- _STATED PROBLEM_
Reproduce the following lines unchanged, beginning at the start of the material and ending after the line that contains "left=108, top=986, right=200, bottom=1056".

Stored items
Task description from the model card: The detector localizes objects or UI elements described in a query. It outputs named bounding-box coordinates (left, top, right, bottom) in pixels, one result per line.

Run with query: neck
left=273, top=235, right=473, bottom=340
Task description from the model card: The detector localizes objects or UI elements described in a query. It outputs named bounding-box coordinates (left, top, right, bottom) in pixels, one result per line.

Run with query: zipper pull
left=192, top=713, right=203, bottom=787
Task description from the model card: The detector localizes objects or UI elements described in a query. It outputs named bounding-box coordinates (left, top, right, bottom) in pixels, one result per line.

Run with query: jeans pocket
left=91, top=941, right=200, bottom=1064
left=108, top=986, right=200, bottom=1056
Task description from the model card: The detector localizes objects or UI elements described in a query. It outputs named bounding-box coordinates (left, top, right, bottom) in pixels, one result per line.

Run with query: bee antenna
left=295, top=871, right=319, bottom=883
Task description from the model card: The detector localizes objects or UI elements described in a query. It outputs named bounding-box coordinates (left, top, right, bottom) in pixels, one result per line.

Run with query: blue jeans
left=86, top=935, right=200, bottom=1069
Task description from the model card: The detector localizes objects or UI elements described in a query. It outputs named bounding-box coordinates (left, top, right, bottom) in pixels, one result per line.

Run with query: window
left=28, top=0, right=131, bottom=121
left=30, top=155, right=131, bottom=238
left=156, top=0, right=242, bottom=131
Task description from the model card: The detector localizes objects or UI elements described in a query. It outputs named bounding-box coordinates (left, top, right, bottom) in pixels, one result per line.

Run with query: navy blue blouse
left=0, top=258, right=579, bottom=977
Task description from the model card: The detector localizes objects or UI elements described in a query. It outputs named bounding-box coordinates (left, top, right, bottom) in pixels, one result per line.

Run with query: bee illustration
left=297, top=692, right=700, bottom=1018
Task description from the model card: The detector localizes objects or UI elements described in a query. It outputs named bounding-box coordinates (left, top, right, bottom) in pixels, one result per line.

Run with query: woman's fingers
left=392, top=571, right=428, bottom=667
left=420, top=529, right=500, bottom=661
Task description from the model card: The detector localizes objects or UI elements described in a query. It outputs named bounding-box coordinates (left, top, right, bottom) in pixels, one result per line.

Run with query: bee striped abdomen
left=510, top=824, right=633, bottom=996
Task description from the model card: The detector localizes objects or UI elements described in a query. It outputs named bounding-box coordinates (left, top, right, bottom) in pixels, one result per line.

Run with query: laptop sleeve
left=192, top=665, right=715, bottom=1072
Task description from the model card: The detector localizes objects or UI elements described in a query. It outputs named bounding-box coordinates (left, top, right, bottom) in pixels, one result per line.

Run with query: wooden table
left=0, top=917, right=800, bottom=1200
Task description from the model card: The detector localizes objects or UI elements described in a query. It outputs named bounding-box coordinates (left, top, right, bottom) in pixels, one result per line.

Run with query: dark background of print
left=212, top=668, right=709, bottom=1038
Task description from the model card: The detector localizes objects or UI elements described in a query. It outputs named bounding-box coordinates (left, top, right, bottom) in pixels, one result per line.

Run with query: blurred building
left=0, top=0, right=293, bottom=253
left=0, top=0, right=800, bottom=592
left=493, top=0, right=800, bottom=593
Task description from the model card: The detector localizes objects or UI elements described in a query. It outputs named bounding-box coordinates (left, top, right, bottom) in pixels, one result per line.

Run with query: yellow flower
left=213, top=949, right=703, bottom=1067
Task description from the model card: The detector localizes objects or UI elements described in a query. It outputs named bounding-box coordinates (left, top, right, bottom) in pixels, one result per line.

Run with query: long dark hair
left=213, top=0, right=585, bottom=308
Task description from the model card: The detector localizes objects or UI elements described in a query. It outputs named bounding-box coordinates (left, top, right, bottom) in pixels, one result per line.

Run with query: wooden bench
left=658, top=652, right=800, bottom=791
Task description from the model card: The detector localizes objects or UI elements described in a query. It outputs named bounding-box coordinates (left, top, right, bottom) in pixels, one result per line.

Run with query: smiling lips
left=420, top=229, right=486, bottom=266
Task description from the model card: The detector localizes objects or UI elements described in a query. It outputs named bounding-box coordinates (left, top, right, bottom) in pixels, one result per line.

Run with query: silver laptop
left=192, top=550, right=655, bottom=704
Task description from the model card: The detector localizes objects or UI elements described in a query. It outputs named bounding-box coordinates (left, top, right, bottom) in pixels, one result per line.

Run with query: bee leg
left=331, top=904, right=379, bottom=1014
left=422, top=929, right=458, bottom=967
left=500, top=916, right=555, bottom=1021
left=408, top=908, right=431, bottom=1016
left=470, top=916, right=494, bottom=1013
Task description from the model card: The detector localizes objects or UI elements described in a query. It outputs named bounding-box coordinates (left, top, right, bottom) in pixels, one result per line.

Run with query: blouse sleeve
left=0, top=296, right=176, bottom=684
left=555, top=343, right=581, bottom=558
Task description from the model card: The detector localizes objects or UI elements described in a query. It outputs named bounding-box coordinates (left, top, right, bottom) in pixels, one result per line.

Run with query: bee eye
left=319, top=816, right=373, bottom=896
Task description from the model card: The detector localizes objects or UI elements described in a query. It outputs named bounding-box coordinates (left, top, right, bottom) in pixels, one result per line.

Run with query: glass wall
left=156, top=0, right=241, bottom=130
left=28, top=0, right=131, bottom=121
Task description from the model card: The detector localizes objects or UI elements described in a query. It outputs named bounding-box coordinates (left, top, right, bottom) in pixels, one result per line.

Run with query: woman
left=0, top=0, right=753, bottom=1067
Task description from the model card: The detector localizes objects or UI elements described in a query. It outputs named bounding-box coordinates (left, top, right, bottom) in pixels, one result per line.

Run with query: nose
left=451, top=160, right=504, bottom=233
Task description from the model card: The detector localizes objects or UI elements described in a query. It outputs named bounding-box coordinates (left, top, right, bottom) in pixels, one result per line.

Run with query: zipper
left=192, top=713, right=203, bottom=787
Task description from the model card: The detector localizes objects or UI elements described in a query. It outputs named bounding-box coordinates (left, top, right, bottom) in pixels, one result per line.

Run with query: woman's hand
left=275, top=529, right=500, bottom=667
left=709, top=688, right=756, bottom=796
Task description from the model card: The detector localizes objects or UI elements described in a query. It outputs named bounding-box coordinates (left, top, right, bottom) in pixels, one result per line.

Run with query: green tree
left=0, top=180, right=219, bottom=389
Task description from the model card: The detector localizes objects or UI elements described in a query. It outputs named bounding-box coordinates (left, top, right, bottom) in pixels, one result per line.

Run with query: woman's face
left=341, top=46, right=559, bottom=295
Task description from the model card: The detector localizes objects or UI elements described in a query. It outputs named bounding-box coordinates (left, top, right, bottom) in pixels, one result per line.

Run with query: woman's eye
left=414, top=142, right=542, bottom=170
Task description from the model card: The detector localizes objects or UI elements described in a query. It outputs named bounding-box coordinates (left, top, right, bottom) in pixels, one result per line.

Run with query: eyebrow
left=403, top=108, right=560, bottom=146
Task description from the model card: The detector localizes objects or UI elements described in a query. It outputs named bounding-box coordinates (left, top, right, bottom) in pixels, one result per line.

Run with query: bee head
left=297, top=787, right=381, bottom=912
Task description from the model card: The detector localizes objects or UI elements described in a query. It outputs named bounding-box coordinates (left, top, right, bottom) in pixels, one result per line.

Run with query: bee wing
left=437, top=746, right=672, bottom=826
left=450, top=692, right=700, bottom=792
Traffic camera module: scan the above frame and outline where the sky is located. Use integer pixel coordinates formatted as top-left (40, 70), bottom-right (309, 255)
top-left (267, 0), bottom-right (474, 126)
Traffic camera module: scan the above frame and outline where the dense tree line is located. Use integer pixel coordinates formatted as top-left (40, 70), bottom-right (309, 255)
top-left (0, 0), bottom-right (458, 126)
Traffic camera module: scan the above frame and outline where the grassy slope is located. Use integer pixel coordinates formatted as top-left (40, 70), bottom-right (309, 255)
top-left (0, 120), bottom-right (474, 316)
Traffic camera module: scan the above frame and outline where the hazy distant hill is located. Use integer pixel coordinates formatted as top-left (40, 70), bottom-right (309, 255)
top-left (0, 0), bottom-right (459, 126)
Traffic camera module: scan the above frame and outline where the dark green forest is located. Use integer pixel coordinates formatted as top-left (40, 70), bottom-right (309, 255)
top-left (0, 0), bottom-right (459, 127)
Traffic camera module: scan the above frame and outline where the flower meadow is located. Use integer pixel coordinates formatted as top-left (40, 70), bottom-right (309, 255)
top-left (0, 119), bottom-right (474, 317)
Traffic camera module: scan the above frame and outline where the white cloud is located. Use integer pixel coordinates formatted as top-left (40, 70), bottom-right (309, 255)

- _TASK RESPONSE_
Task description from the model card: The detector localizes objects or UI elements described in a query. It outputs named bounding-box coordinates (left, top, right, bottom) in pixels, one result per line.

Run with query: neck
left=273, top=235, right=473, bottom=340
Task description from the model card: The detector localizes objects or UI elements described in a query. It outputs named bounding-box coordinates (left, top, right, bottom) in pixels, one result per line.

Run with query: zipper pull
left=192, top=713, right=203, bottom=787
Task description from the model card: The detector localizes objects or UI elements described in a query. It outputs named bounding-box coordinates (left, top, right, bottom) in pixels, one result per line.

Run with query: jeans pocket
left=91, top=941, right=200, bottom=1064
left=108, top=986, right=200, bottom=1056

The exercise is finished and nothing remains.